Brunswick Chariton County, Missouri

The town of Brunswick was laid out by the Rev. James Keyte in 1836, on the northwest quarter of section 11, township 53, range 20, which at that time was one mile below the mouth of Grand River, and the original site was several hundred yards south of the present site on the Missouri river. The banks of the river kept caving in at every rise in the river and forced the business houses and residences to be moved back to the base of the bluffs. The Missouri River in 1875-76 cut through a bend on the Saline county side and left the town and the Grand River, followed the old channel of the Missouri river and empties into that river three miles below town.

The first house erected in Brunswick by the Rev. James Keyte was a log-house used as a general merchandise store. He also erected the first sawmill in the town. He was the first postmaster in the town and held the position until his death, in the fall of 1844.

Among the pioneer business men were: Peter T. Abell, Perkins and Cornwell, who had general stores

John Basey, father of Capt. D. C. Basey, kept the first hotel.

Captain Basey was the first white child born in the town.

Nathan Harry was the first saddler

Joseph Winters and Joseph Caton were the first tailors

Col. Peter T. Abell and Col. Casper W. Bell were the first lawyers to practice in the town.

Dr. Edwin Price, brother of Gen. Sterling Price, was one of the most distinguished pioneer physicians. His daughter, Lizzie, married Dr. Henry W. Cross, who was also a prominent physician and for several years edited the Brunswicker. R. B. Price, son of Dr. Edwin Price, is a prominent banker in Columbia, Missouri.

George R. Dupuy, Broady Barrett and Thomas L Beazley were among the early buyers and shippers of tobacco.

Adamantine Johnson and Thomas E. Gilliam were the first manufacturers of chewing tobacco.

The pioneer school teacher was Judge John M. Davis, who opened the first school in a log-cabin in Brunswick on June 19, 1840.

Brunswick grew rapidly and prospered until the time of the Civil War, as its trade was quite extensive and much of its business was drawn from the counties north and northeast as far as the Iowa line. It was no unusual thing in the winter time to see from fifty to seventy-five wagons arrive daily from the upper counties loaded with tobacco, which they would sell for cash and would invest the money in groceries and other merchandise. The building of the Hannibal & St. Joseph Railroad took away much of Brunswick's trade.

EXTRACTED DATA:
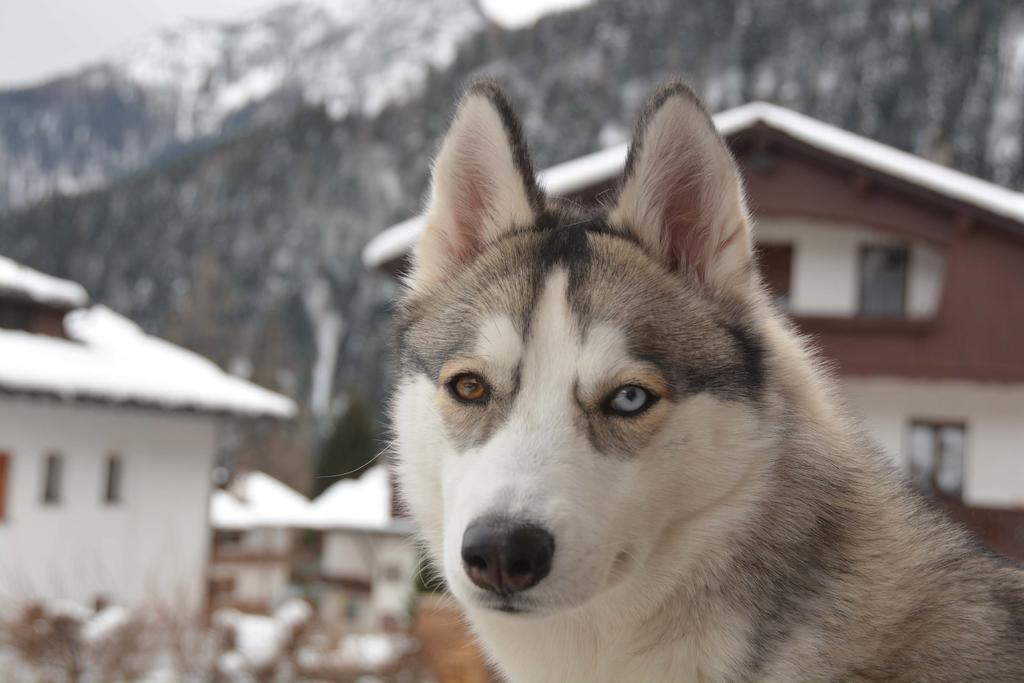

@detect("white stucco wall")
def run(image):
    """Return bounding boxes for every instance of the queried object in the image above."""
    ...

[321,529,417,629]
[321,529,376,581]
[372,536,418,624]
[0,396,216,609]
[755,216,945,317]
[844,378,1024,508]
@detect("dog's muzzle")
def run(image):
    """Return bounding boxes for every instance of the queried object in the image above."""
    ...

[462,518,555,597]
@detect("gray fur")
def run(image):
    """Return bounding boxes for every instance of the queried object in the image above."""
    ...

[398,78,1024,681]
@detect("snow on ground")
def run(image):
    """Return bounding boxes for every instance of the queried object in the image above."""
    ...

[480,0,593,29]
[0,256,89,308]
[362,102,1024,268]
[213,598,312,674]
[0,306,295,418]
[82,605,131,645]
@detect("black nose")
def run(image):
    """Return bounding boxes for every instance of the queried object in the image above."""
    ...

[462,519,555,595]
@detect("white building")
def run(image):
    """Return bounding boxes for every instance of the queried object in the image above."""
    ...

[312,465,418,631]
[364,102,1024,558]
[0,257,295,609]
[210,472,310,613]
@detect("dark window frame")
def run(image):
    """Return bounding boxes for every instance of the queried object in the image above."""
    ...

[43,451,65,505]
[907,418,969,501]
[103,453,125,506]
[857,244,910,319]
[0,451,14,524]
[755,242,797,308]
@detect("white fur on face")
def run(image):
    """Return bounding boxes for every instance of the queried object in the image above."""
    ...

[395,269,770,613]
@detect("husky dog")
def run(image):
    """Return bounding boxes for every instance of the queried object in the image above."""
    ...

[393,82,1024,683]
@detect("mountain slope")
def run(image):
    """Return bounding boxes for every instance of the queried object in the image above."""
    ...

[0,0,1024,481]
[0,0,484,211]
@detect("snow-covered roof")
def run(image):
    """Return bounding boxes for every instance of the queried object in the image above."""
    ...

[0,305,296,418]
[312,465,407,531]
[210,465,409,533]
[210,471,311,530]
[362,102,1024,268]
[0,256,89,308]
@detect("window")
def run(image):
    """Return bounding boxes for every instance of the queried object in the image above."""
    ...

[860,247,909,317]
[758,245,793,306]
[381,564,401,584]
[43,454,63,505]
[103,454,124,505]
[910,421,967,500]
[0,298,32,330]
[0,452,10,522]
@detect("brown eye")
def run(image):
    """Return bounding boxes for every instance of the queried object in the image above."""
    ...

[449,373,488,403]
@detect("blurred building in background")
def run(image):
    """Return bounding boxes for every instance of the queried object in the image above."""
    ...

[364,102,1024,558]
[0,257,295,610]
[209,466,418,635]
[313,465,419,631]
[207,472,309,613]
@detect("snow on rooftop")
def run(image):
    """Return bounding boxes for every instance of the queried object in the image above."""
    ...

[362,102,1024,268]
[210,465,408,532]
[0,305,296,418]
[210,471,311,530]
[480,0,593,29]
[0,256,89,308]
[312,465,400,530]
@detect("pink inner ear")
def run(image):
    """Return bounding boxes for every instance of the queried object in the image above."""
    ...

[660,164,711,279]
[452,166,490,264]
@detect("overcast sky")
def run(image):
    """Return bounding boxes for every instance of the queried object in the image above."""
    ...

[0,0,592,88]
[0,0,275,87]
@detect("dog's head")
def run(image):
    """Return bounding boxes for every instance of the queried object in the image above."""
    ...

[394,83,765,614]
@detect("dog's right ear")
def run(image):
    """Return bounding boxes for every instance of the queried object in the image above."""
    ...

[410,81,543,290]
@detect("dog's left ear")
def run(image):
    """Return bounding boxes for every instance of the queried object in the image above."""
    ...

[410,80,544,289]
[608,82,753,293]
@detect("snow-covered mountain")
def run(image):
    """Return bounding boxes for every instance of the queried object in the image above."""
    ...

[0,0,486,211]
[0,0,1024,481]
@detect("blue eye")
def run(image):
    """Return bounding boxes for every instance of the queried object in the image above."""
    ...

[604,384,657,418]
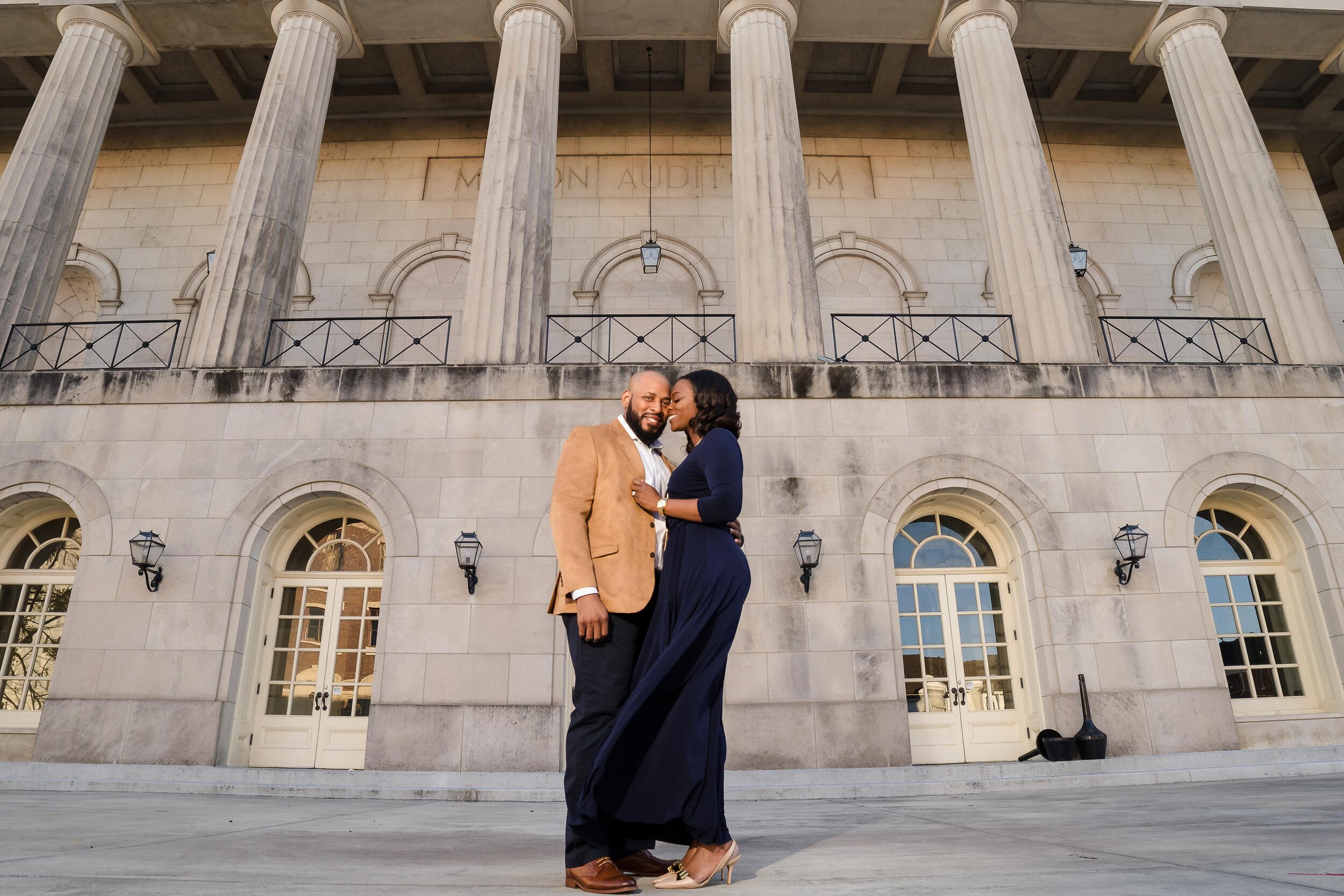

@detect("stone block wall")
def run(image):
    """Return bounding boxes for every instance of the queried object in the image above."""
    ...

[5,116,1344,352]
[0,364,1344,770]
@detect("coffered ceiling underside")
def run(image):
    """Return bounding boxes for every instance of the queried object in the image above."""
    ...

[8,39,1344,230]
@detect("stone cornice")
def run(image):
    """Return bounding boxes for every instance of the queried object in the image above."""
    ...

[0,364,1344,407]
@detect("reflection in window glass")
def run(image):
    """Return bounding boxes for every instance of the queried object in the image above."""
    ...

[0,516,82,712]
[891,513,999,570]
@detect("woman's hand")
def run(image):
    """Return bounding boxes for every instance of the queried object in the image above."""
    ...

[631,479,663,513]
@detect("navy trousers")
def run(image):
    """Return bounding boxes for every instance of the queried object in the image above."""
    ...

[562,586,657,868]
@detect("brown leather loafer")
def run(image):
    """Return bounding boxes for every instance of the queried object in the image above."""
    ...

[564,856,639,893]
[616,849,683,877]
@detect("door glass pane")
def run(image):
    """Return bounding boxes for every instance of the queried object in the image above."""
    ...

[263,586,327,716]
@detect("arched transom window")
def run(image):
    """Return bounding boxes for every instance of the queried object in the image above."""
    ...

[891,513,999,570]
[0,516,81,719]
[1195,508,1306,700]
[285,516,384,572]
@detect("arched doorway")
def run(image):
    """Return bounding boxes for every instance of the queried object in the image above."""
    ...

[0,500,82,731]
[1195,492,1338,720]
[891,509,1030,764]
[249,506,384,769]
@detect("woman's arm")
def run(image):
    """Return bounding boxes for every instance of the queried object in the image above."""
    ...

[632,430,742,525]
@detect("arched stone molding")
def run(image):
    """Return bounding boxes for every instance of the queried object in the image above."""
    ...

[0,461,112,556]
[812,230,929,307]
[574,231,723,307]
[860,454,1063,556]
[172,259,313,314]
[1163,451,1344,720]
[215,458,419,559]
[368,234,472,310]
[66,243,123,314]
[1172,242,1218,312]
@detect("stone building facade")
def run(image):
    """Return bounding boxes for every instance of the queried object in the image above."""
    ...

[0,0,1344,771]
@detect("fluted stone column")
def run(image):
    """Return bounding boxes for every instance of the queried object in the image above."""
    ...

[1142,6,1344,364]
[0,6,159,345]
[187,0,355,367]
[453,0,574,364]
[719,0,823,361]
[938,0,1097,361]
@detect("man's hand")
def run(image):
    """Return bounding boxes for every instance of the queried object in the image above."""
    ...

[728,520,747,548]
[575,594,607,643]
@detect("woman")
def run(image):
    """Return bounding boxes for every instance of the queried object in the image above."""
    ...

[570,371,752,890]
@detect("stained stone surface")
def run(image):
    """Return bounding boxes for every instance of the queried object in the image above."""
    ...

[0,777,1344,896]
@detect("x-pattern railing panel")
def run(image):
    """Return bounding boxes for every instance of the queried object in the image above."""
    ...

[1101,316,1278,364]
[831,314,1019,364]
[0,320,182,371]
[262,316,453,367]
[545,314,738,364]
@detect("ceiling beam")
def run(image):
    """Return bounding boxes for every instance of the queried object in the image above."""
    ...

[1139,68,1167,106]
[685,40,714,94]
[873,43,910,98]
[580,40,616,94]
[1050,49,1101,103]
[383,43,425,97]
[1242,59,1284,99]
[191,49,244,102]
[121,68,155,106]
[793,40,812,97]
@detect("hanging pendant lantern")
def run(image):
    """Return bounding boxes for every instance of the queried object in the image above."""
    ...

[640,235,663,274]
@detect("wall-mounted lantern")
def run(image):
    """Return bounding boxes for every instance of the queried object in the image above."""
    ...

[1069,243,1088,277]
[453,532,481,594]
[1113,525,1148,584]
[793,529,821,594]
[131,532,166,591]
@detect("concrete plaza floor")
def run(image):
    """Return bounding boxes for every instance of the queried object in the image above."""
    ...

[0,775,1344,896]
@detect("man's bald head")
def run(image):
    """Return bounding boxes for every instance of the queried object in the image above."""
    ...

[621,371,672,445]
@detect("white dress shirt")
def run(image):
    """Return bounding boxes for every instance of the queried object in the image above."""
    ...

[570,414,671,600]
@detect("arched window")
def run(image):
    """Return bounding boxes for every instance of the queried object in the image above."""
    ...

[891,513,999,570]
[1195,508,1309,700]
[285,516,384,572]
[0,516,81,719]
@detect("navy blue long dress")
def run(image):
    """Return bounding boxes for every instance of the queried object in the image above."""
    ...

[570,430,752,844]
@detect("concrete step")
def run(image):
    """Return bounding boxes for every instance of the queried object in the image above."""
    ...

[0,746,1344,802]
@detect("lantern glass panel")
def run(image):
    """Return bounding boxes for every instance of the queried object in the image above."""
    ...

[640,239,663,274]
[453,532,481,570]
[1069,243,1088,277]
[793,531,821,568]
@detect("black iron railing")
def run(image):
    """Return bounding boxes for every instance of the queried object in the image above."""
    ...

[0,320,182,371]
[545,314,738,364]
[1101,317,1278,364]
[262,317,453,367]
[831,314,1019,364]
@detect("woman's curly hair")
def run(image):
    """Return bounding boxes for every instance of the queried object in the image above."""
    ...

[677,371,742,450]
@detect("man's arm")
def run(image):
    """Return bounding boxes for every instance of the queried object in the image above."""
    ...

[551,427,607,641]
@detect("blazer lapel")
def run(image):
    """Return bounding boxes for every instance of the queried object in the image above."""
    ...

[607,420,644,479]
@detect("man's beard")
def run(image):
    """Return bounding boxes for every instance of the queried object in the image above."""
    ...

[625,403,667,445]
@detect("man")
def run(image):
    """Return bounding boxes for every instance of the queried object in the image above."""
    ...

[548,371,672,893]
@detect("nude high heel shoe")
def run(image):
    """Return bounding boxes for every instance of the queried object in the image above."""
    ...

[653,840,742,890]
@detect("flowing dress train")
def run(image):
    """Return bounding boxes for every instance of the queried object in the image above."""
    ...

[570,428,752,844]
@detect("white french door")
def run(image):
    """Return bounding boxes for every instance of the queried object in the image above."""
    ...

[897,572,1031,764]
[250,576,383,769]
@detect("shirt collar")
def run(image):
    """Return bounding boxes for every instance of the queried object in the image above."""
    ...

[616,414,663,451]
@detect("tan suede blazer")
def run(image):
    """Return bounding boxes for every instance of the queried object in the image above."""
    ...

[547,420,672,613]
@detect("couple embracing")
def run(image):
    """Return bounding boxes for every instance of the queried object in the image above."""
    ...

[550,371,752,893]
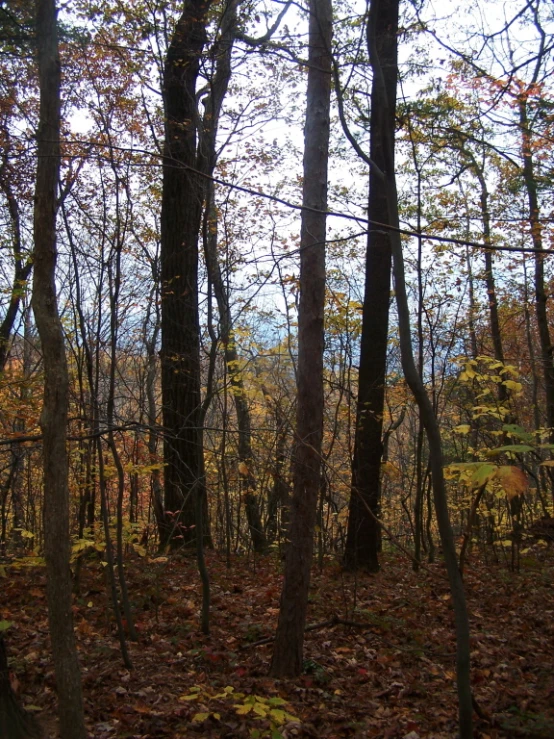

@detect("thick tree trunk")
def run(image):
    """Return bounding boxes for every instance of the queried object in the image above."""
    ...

TO BE DONE:
#1 In the Brunswick history, why were the town's business houses and residences moved back to the base of the bluffs?
#2 Reproduce the part of the Brunswick history that opens with the words "John Basey, father" and closes with "shippers of tobacco.".

RESPONSES:
#1 They were moved because the riverbanks kept caving in at every rise of the Missouri River.

#2
John Basey, father of Capt. D. C. Basey, kept the first hotel.

Captain Basey was the first white child born in the town.

Nathan Harry was the first saddler

Joseph Winters and Joseph Caton were the first tailors

Col. Peter T. Abell and Col. Casper W. Bell were the first lawyers to practice in the town.

Dr. Edwin Price, brother of Gen. Sterling Price, was one of the most distinguished pioneer physicians. His daughter, Lizzie, married Dr. Henry W. Cross, who was also a prominent physician and for several years edited the Brunswicker. R. B. Price, son of Dr. Edwin Price, is a prominent banker in Columbia, Missouri.

George R. Dupuy, Broady Barrett and Thomas L Beazley were among the early buyers and shippers of tobacco.